## [Text for analysis]
■ ■ ■ ■ ■ ■ ■

What started as an offer to just help friends on a messaging group has grown to become a 46,000 member Facebook group touching 14 countries. Here's how Nagaraj, the founder of Caremongers India, juggled work, the initiative and being part of a Covid-19 government task force all at once
Image: Renjen Pavithran
The first 20-30 minutes—typically at 5:30 am—with the day’s first coffee is a ritual that’s sacrosanct for Mahita Nagaraj, founder of Caremongers India. This survived through three phases of recent circumstances as the Covid-19 pandemic spread, with lockdowns in countries around the world, including India. The phases were before, during and after the lockdown.
Caremongers India started with an innocuous WhatsApp message on Nagaraj’s school group, in which she offered to check on the parents of friends living overseas, if they needed help. One thing led to another and Nagaraj found herself with an initiative that she named Caremongers India—inspired by something she had read about an initiative in Canada about ‘care-mongering’.

■ ■ ■ ■ ■ ■ ■

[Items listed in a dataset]
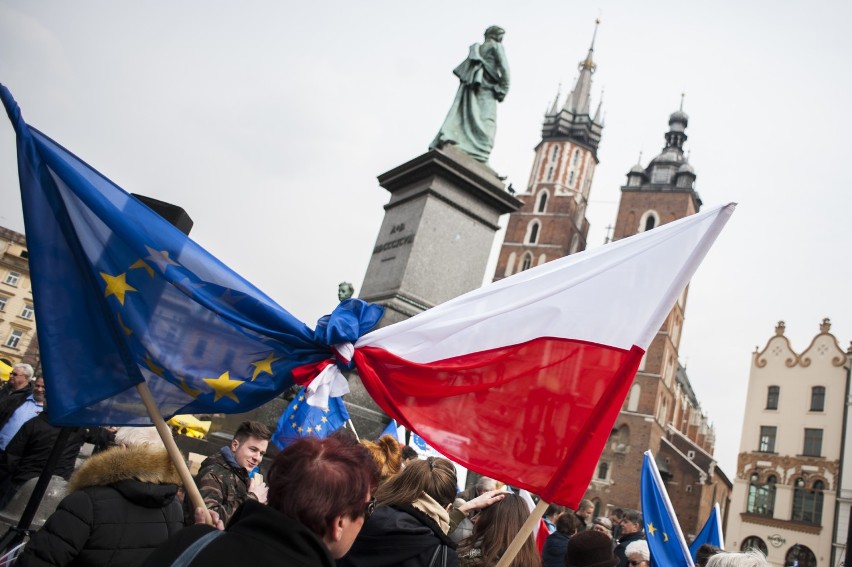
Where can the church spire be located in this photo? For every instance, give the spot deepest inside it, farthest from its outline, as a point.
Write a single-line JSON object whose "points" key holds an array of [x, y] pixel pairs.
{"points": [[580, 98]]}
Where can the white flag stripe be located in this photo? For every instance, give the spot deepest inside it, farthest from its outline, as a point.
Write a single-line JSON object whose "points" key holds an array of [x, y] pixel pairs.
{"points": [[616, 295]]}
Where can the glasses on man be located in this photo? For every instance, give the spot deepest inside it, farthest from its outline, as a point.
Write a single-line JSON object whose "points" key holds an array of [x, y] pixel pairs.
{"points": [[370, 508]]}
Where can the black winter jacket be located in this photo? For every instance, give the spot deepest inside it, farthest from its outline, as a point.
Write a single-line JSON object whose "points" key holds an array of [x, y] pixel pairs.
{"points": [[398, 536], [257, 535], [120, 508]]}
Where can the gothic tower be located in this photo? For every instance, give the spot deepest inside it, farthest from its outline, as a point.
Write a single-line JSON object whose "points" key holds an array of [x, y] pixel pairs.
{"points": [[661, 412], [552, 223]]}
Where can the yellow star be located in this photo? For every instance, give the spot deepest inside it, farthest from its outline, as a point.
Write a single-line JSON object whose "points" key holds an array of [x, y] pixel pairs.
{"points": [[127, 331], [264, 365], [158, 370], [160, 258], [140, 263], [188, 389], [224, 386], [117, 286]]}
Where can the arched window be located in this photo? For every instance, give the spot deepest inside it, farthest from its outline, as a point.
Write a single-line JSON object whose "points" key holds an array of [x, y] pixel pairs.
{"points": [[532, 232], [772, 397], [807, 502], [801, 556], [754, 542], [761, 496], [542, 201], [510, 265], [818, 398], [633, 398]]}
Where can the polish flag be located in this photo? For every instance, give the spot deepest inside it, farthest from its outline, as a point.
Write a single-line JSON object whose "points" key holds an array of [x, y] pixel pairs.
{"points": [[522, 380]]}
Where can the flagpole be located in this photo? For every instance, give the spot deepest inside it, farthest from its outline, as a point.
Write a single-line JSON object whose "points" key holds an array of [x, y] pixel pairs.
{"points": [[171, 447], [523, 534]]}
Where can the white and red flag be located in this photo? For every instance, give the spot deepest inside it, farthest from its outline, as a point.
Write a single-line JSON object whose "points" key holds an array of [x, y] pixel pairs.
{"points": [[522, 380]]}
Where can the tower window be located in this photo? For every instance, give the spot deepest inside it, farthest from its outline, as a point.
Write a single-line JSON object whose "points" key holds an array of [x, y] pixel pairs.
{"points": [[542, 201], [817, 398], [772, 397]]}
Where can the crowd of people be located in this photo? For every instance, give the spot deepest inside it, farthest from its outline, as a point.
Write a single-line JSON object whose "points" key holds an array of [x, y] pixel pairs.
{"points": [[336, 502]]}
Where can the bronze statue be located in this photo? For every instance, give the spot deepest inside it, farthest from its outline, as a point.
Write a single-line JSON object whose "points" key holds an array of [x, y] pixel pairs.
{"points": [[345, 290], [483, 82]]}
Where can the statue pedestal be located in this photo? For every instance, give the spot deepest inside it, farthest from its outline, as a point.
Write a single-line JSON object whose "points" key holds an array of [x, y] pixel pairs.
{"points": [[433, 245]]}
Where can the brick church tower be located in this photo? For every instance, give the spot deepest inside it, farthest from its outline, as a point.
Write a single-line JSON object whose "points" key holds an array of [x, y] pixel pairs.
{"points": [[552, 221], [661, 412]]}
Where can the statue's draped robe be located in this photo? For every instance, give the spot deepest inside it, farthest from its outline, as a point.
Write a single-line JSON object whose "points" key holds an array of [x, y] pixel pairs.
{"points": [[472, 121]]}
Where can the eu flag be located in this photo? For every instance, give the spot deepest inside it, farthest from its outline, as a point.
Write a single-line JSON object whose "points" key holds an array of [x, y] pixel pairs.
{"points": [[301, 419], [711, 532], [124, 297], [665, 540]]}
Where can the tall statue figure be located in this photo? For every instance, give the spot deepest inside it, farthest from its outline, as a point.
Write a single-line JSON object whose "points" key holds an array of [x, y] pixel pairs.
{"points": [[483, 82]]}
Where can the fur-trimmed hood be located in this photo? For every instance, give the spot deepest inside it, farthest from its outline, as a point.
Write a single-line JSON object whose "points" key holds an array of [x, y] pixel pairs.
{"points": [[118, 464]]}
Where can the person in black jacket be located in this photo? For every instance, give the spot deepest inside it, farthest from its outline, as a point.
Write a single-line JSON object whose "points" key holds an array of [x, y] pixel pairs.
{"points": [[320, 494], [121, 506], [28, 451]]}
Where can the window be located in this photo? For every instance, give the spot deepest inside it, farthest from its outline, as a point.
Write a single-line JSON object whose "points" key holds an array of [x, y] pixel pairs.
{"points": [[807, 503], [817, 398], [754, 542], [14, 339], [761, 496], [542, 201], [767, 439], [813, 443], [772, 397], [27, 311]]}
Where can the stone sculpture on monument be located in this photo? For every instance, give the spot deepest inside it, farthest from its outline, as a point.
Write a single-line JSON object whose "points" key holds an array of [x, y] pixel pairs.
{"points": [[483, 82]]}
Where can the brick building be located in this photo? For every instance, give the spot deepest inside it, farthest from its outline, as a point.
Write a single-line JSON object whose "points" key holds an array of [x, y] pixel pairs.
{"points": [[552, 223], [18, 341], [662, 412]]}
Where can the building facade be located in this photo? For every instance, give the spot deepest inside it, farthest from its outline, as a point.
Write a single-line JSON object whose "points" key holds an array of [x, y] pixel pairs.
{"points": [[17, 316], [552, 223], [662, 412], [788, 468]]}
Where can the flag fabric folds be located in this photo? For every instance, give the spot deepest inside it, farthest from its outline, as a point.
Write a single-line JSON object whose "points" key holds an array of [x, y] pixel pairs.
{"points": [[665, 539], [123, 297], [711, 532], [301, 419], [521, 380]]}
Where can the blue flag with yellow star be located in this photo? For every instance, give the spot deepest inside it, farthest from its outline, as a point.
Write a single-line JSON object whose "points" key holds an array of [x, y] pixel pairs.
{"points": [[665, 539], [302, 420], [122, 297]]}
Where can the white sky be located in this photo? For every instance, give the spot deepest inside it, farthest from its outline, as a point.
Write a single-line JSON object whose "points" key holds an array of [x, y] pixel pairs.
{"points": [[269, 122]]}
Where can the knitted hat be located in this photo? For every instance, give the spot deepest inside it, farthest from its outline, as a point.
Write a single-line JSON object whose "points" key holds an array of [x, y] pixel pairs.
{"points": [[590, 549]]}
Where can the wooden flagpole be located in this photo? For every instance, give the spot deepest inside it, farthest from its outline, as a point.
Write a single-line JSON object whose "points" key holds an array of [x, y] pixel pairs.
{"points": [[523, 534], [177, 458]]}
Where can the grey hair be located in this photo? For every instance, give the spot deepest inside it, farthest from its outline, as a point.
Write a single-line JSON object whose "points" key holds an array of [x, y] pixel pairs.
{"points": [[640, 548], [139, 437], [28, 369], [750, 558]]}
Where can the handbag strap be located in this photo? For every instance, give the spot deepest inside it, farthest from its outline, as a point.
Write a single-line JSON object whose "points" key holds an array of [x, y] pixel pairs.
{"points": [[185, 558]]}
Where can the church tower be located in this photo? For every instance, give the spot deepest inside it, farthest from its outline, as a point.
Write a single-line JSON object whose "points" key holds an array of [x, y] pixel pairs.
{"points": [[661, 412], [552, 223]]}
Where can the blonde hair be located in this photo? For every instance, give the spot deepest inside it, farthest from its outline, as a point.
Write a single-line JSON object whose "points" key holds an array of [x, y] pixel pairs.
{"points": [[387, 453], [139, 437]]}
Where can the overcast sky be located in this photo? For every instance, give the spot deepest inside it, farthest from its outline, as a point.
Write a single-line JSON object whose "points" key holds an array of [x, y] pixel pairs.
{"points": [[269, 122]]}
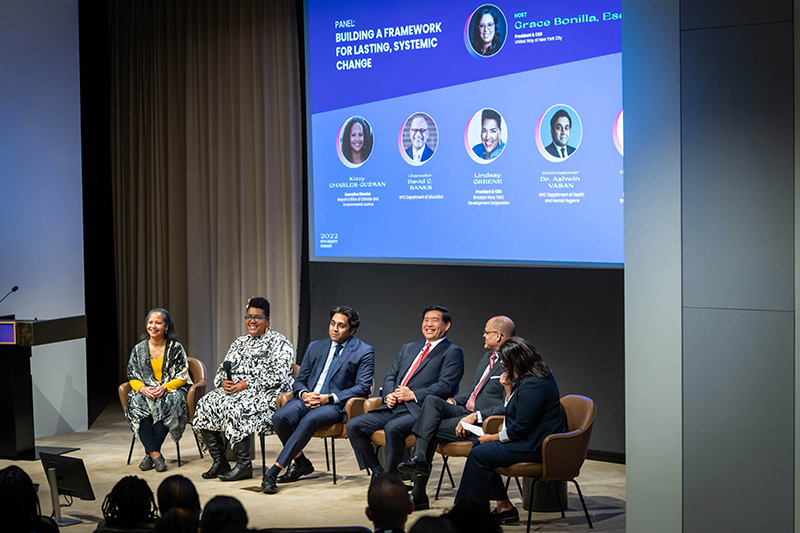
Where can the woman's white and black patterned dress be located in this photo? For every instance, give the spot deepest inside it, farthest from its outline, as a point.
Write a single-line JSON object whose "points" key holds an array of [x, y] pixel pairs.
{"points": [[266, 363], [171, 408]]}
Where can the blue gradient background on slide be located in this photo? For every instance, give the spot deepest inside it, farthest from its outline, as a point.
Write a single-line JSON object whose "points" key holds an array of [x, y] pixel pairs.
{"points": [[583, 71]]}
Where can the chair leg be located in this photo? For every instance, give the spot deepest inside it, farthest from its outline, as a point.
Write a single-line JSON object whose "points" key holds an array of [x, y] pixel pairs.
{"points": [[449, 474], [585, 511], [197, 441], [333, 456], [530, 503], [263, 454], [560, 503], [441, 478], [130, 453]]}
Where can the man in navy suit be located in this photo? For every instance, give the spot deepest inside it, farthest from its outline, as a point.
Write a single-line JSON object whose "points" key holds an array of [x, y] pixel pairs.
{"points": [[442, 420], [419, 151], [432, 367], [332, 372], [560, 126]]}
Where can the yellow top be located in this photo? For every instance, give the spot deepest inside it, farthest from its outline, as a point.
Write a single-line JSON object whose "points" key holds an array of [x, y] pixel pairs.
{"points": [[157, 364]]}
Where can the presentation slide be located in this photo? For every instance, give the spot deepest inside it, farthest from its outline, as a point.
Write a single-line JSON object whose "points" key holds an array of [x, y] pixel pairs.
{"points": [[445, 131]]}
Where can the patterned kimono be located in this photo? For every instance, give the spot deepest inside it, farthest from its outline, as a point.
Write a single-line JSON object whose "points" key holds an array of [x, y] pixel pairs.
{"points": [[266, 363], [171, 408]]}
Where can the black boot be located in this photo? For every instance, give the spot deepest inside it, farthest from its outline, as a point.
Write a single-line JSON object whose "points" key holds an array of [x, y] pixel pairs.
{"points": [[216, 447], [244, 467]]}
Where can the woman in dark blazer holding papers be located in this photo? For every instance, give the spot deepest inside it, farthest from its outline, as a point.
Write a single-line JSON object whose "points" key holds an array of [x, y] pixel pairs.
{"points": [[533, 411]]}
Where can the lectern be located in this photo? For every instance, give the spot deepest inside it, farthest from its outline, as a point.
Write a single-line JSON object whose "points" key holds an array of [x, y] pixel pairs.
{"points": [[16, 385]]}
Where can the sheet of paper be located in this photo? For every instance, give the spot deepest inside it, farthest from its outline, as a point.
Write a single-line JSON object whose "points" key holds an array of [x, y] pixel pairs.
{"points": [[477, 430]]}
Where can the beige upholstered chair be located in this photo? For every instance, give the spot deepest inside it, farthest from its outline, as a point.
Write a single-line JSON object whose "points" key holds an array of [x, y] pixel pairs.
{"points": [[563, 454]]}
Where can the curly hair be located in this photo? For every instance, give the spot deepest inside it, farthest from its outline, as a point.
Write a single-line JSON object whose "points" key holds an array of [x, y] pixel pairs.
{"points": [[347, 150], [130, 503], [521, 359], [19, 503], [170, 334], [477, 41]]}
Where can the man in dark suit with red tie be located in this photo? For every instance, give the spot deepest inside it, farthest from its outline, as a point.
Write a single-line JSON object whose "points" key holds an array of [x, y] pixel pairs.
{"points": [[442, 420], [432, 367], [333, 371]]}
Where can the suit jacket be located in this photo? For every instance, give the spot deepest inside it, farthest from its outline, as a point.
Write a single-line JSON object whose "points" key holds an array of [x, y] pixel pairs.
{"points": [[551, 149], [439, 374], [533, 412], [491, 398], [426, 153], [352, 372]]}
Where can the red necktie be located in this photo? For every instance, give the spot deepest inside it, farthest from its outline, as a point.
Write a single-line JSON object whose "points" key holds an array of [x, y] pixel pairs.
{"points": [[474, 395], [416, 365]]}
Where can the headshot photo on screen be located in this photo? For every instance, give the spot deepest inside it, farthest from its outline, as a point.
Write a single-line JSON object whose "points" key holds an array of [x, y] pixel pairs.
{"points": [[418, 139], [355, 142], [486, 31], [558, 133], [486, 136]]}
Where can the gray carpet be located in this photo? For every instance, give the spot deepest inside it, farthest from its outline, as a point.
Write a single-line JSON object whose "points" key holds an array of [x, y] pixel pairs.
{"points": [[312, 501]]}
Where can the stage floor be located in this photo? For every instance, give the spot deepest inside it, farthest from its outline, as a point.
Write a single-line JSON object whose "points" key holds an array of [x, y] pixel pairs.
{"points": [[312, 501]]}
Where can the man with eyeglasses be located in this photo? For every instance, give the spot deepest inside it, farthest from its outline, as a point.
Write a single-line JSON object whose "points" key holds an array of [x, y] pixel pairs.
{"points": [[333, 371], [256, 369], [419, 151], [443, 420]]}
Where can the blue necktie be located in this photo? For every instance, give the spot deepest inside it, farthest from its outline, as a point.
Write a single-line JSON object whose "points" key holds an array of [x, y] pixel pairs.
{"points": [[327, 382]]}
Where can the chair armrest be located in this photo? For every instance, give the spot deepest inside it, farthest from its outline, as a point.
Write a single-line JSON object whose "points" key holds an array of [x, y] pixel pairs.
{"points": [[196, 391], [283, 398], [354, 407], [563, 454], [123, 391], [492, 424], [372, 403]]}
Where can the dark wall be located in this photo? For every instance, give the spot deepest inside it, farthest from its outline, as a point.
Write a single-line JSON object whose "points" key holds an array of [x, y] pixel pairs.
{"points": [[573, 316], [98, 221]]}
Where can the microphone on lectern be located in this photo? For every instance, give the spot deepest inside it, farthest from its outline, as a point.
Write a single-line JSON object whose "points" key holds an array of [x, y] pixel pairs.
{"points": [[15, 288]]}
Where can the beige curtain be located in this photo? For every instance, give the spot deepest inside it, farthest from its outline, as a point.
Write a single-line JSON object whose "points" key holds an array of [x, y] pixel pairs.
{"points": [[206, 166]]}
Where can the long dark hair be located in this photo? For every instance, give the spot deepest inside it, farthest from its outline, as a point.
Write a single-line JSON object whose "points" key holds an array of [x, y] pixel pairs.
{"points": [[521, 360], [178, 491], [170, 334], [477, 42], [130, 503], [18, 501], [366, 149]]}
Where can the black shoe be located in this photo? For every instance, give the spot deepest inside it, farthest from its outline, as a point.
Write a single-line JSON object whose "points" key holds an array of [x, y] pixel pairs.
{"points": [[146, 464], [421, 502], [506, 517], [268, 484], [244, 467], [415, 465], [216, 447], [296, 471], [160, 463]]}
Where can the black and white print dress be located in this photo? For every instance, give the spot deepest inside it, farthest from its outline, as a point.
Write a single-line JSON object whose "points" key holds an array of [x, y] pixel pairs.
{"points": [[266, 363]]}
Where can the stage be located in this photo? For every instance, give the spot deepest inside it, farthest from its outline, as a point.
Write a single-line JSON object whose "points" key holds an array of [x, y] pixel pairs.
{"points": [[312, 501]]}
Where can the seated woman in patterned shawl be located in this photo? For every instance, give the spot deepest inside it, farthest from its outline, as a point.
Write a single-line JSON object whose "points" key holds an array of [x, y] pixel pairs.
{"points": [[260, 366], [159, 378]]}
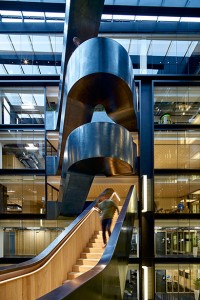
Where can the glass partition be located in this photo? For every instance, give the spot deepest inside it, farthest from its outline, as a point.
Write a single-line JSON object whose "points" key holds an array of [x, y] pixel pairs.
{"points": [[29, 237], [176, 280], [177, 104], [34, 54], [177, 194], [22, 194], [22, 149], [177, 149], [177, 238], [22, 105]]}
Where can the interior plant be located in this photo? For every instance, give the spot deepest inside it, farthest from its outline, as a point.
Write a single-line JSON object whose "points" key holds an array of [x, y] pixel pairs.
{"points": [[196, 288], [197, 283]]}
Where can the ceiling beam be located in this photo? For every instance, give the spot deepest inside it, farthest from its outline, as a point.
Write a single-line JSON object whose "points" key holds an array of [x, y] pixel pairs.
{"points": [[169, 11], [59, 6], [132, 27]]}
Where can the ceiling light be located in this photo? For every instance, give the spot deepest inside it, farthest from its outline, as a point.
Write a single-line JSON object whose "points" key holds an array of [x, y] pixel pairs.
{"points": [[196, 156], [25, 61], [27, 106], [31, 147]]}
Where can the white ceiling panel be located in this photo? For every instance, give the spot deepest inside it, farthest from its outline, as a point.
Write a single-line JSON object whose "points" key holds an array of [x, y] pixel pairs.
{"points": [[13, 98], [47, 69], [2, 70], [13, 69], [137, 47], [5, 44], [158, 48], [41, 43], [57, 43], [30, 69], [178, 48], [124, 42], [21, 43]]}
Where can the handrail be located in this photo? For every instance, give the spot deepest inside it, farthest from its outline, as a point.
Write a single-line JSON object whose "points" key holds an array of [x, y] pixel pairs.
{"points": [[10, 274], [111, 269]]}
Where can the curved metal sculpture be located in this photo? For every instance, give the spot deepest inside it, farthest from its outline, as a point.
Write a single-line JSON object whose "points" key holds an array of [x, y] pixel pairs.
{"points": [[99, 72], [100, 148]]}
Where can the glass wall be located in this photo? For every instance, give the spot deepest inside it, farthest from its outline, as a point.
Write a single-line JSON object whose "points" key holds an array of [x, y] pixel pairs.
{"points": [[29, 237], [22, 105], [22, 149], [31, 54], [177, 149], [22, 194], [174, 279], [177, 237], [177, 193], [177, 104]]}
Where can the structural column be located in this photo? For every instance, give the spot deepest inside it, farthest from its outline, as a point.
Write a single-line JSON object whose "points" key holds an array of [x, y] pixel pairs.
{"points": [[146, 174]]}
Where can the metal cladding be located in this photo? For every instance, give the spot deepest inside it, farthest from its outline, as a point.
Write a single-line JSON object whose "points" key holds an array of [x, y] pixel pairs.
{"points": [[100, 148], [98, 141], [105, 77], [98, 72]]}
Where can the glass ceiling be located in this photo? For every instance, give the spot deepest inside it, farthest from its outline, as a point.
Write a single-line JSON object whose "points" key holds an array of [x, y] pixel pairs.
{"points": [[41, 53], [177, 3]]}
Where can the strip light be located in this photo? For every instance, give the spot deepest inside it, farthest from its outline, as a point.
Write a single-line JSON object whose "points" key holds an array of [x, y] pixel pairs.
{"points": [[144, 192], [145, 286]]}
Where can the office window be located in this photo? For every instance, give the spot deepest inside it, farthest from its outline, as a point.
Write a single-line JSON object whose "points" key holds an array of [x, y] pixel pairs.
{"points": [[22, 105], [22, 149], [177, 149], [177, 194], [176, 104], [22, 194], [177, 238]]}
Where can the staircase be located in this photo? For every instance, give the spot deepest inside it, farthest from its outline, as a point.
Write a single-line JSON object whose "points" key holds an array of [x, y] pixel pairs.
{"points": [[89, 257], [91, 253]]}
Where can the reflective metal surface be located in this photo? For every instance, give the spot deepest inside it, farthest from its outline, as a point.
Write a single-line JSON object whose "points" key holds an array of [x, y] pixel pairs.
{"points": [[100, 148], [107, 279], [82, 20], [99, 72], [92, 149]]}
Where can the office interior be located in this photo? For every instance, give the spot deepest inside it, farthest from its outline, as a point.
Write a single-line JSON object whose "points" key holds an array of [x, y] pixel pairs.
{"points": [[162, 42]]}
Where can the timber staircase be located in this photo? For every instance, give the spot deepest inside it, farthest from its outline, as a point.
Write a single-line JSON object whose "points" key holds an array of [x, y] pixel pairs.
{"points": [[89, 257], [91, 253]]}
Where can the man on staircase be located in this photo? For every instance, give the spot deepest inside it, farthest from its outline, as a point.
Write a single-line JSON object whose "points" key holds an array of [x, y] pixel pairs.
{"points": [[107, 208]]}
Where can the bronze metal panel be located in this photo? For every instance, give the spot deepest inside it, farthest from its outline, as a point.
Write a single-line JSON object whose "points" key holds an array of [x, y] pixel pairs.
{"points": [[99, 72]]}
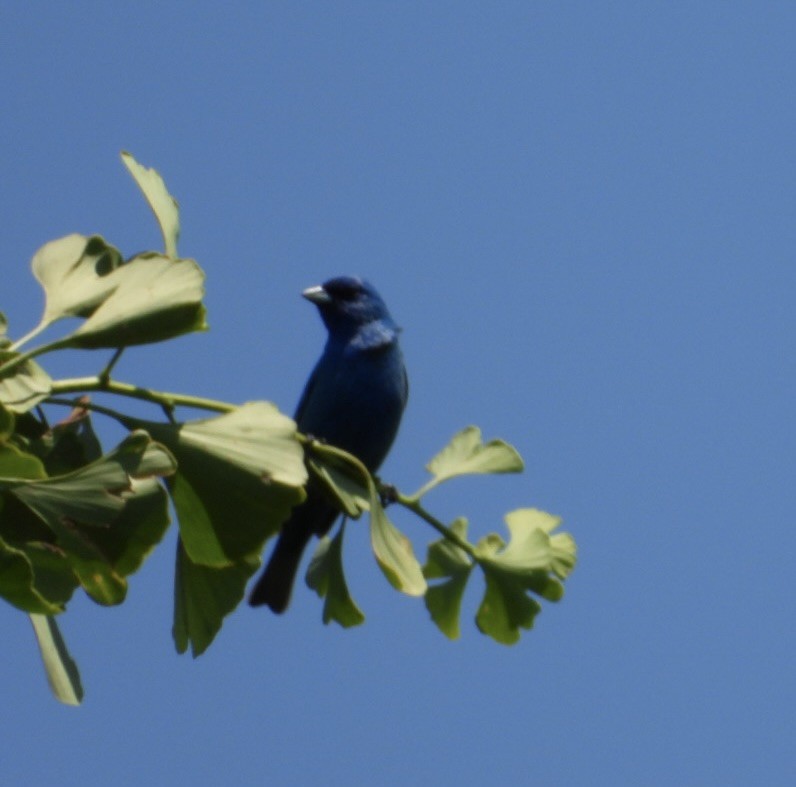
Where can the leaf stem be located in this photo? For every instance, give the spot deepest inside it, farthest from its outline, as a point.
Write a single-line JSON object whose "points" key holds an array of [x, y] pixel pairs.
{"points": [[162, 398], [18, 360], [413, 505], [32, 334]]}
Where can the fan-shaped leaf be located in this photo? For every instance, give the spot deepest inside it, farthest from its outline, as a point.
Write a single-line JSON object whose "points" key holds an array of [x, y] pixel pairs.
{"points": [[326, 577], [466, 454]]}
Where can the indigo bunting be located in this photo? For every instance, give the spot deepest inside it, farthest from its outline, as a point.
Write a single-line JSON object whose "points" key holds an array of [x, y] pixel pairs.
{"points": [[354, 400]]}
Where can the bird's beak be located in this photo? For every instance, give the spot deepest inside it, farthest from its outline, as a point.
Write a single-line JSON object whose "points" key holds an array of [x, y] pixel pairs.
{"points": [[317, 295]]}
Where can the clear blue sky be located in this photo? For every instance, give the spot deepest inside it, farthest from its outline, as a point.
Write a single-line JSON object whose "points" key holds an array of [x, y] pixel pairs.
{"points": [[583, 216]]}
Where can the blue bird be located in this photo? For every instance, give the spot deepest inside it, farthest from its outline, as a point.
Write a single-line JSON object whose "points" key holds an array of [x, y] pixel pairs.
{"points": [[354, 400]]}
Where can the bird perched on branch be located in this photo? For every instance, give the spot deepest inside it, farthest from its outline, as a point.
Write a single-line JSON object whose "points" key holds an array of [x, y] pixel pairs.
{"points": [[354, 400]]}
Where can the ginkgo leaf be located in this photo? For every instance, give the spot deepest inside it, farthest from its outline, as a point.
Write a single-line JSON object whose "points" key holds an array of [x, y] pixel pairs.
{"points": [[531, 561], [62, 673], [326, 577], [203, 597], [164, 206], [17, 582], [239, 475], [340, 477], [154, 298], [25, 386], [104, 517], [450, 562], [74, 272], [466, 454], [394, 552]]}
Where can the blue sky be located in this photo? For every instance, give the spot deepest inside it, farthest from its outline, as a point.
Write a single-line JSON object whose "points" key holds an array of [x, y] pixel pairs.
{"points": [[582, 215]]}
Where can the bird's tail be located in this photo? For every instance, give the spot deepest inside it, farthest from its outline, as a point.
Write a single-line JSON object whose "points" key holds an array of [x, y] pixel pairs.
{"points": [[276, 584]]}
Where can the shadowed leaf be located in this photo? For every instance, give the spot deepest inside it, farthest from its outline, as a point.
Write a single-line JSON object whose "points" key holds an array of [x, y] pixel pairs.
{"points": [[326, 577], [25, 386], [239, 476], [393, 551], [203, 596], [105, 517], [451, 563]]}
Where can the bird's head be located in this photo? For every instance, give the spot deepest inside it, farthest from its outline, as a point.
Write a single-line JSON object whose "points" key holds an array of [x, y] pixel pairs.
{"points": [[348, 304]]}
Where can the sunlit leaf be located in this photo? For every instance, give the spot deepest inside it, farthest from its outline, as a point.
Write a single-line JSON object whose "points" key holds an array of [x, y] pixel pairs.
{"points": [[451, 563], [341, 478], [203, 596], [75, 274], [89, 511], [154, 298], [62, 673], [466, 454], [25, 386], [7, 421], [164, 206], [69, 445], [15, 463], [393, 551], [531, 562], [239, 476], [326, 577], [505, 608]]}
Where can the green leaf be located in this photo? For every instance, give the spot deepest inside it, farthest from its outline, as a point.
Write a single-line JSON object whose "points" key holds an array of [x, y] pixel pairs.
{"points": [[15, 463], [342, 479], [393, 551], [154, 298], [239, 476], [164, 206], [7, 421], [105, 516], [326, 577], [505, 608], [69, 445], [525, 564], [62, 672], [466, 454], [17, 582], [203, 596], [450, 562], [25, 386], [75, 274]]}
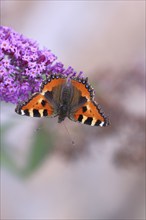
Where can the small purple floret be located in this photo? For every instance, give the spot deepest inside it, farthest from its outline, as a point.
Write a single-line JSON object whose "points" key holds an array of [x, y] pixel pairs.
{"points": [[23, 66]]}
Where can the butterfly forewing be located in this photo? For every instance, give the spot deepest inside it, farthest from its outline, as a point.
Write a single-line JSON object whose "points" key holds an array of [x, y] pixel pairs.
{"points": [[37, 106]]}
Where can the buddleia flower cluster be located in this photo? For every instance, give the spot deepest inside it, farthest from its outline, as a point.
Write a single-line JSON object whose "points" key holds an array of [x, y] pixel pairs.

■ ■ ■ ■ ■ ■ ■

## [Required tasks]
[A] In the profile of the Caremongers India founder, why did Nagaraj give her initiative the name Caremongers India? Answer in one to three sentences.
[B] Write the next few paragraphs of the profile of the Caremongers India founder, picking up after its final sentence.
This data was taken from a separate source.

## [Results by task]
[A] Nagaraj named it Caremongers India because she was inspired by something she had read about an initiative in Canada about "care-mongering."

[B]
What began as a Facebook group for the effort now has some 46,000 members—both looking for help and offering to volunteer—across 14 countries. Requests for help range from just asking for someone to run a quick errand to seeking recommendations on treatment for cancer, and how one might achieve that during these times.
“During the lockdown, including being part of a government task force for getting essentials out to people and handling calls from the Caremongers initiative, I was pulling 20-hour days,” Nagaraj said in a phone interview. “There was no routine.”
Now, life is getting back to routine dictated by the new normal of having to live with the virus. In the pre-Covid days, 38-year-old Nagaraj’s day worked around the needs of her 12-year-old son, who is a keen athlete at a reputable school in Bengaluru, and passionate about swimming.